▶ _Task goal_: One part of the entries below is wanted: the lines from the one containing "cliff face in this photo." through the one containing "Annotate the white". Write those out exactly and nothing else.

[Dataset excerpts]
BEGIN

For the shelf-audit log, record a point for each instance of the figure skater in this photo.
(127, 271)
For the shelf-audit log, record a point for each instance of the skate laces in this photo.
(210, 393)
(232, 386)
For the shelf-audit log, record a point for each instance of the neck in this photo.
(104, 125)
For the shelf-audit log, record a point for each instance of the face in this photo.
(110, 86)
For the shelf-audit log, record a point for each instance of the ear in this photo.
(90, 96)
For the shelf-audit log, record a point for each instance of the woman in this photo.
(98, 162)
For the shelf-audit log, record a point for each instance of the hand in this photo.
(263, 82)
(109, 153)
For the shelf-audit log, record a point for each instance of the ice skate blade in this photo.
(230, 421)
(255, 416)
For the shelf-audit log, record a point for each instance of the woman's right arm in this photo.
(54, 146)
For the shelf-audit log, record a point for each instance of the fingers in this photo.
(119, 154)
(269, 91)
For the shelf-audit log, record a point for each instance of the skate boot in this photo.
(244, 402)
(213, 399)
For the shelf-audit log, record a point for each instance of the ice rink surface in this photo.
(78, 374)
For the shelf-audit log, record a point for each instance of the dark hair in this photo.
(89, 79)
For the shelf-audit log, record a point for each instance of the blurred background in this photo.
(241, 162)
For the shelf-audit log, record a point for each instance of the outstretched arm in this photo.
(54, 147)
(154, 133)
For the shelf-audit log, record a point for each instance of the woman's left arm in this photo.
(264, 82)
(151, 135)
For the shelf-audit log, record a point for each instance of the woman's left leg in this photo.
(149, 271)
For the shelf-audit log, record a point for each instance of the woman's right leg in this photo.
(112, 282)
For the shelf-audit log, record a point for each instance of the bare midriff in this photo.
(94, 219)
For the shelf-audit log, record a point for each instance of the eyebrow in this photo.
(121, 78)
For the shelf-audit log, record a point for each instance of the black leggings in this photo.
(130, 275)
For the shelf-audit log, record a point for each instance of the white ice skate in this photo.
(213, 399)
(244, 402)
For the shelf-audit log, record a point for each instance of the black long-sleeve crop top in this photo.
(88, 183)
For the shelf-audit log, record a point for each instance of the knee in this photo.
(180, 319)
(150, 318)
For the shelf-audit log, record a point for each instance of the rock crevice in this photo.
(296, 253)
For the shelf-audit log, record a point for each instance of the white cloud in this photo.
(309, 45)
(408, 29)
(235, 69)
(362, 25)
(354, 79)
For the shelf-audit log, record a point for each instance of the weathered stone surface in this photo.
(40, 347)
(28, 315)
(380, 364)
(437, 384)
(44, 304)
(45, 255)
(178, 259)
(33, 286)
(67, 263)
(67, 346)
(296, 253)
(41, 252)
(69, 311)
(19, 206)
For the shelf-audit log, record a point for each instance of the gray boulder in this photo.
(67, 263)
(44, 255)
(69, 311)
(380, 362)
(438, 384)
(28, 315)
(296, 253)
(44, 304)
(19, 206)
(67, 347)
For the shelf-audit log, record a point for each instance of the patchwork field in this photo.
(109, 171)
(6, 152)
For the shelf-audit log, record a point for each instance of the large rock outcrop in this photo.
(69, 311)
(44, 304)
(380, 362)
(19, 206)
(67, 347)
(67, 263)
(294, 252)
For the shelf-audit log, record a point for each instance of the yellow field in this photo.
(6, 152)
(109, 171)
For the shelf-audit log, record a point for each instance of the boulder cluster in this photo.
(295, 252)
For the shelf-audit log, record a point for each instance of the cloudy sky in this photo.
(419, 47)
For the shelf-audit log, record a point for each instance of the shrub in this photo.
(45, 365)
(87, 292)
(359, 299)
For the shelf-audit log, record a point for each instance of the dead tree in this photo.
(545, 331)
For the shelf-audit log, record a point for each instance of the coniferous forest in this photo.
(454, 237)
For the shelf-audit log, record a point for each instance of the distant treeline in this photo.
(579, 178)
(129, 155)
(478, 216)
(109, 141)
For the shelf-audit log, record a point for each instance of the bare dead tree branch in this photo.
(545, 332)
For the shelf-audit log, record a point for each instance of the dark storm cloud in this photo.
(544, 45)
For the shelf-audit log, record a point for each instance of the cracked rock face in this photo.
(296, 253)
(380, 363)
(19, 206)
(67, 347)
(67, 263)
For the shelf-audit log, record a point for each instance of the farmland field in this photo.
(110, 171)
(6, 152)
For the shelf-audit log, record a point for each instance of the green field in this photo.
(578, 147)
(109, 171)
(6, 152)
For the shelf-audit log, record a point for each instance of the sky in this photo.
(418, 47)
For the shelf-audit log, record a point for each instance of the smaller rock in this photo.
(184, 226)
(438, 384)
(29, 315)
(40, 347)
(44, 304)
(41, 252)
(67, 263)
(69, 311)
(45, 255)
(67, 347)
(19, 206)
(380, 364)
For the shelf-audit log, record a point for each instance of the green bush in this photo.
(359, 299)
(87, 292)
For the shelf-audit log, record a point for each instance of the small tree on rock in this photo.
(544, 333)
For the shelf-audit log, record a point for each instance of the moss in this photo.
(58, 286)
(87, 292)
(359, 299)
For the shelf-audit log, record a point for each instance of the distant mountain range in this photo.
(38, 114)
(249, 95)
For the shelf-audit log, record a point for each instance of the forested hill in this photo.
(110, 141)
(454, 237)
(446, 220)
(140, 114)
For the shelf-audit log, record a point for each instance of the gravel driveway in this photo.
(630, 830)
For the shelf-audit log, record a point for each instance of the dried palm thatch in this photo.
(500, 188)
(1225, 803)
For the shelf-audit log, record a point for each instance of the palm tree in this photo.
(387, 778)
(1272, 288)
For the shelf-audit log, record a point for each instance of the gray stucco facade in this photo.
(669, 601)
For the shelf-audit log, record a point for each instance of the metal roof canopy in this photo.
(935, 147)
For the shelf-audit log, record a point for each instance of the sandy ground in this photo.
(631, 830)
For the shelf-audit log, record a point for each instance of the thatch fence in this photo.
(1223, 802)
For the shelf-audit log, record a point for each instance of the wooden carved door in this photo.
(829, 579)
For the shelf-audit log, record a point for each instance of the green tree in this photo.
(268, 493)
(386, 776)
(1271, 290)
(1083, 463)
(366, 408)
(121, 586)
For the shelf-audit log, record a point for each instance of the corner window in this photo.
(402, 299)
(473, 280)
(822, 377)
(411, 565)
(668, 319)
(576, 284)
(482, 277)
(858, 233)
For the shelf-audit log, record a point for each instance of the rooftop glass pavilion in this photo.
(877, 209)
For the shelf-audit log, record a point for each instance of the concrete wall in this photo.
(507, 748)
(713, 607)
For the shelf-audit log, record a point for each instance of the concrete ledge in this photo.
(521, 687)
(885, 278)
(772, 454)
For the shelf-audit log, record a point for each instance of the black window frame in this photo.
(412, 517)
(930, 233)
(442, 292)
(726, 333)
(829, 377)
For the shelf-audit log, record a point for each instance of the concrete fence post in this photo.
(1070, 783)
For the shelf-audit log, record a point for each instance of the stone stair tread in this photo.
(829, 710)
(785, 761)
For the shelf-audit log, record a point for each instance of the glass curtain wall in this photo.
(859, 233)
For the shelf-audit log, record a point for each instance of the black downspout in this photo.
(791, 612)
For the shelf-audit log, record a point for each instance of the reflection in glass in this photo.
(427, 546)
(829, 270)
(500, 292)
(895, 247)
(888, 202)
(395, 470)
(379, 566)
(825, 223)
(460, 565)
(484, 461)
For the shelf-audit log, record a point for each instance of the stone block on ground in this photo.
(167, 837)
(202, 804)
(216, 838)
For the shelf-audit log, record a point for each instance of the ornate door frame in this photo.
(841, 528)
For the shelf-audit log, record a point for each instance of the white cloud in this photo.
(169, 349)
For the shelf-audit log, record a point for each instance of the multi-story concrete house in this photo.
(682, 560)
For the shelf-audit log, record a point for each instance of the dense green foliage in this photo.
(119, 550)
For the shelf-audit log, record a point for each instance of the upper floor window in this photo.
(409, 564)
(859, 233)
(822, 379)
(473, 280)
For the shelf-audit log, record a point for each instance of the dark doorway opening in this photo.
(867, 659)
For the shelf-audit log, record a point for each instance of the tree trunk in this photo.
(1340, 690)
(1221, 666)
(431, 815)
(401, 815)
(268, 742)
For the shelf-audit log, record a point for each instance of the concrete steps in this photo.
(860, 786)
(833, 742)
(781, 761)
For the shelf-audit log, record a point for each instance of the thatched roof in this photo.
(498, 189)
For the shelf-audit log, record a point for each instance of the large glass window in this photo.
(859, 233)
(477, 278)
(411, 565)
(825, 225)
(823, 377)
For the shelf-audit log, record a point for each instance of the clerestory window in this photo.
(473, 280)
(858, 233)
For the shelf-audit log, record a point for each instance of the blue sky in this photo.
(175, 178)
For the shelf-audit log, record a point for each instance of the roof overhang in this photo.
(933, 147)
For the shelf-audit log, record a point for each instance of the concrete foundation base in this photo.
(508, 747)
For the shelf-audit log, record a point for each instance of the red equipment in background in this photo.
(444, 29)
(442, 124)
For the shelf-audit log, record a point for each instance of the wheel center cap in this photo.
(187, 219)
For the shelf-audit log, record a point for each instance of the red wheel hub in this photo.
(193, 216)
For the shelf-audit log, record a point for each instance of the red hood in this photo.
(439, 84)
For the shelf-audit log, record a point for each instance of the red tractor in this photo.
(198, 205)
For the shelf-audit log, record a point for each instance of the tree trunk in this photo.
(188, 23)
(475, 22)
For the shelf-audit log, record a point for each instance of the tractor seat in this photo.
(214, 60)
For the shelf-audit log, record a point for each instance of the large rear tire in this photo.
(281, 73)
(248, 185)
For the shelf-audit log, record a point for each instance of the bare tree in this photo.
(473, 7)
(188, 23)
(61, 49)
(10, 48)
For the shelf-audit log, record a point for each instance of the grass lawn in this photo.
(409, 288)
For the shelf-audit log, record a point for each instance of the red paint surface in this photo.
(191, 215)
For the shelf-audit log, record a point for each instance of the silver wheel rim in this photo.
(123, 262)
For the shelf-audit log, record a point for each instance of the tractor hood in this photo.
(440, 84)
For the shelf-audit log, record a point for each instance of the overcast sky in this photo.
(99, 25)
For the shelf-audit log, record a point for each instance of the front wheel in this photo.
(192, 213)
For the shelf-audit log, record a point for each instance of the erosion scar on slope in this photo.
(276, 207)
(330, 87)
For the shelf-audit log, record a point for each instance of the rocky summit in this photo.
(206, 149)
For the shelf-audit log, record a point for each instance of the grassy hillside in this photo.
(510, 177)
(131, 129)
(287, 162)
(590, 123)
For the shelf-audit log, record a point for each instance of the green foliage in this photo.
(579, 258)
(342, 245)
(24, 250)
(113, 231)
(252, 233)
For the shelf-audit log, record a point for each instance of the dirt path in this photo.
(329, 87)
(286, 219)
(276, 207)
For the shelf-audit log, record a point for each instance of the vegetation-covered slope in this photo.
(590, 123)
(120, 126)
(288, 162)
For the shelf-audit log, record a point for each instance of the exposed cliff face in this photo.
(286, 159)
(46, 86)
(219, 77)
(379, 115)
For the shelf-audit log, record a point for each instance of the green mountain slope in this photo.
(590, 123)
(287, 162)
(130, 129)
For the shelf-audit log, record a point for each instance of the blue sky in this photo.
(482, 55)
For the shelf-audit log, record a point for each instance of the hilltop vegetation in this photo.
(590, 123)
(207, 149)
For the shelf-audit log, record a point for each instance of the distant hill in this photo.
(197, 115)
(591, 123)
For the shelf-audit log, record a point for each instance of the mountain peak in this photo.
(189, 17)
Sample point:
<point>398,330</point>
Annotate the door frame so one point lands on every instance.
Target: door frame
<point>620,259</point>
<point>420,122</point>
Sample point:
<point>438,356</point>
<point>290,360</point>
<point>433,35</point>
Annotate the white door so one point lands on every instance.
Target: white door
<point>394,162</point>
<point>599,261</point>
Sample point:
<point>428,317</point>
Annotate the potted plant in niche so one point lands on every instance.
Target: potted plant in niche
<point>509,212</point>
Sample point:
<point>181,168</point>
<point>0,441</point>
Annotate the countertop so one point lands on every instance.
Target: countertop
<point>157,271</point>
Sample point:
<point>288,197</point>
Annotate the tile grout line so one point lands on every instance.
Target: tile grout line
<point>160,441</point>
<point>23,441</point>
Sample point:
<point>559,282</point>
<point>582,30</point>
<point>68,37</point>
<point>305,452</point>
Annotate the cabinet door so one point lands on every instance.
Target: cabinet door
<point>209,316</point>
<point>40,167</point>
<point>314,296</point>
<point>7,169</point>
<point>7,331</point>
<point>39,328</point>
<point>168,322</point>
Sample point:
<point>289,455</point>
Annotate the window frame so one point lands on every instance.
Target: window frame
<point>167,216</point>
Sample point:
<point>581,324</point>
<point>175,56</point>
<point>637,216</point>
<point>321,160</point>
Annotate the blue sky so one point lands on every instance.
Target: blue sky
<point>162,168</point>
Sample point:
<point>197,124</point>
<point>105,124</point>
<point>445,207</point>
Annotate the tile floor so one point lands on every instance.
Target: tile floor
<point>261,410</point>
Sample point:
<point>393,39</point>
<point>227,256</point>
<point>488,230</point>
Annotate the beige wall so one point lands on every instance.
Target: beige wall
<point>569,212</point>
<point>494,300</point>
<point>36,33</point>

END

▶ _Answer below_:
For the shelf-audit log, record a point for each instance of the exposed cliff face in this photo.
(286, 159)
(46, 86)
(219, 77)
(379, 115)
For the shelf-audit log, record a point for each instance of the green mountain slope in this photo.
(590, 123)
(287, 162)
(130, 129)
For the shelf-audit log, record a point for each instance of the blue sky in this photo.
(482, 55)
For the shelf-audit log, record a point for each instance of the hilltop vegetation in this photo.
(590, 123)
(207, 149)
For the shelf-audit log, record a point for each instance of the distant hill in this photo.
(197, 115)
(591, 123)
For the shelf-audit log, record a point for each instance of the mountain peak in this photo.
(189, 17)
Sample point:
<point>398,330</point>
Annotate the door frame so one point lands on every instance.
Target: door frame
<point>620,259</point>
<point>420,122</point>
Sample point:
<point>438,356</point>
<point>290,360</point>
<point>433,35</point>
Annotate the white door so one point lands on every instance.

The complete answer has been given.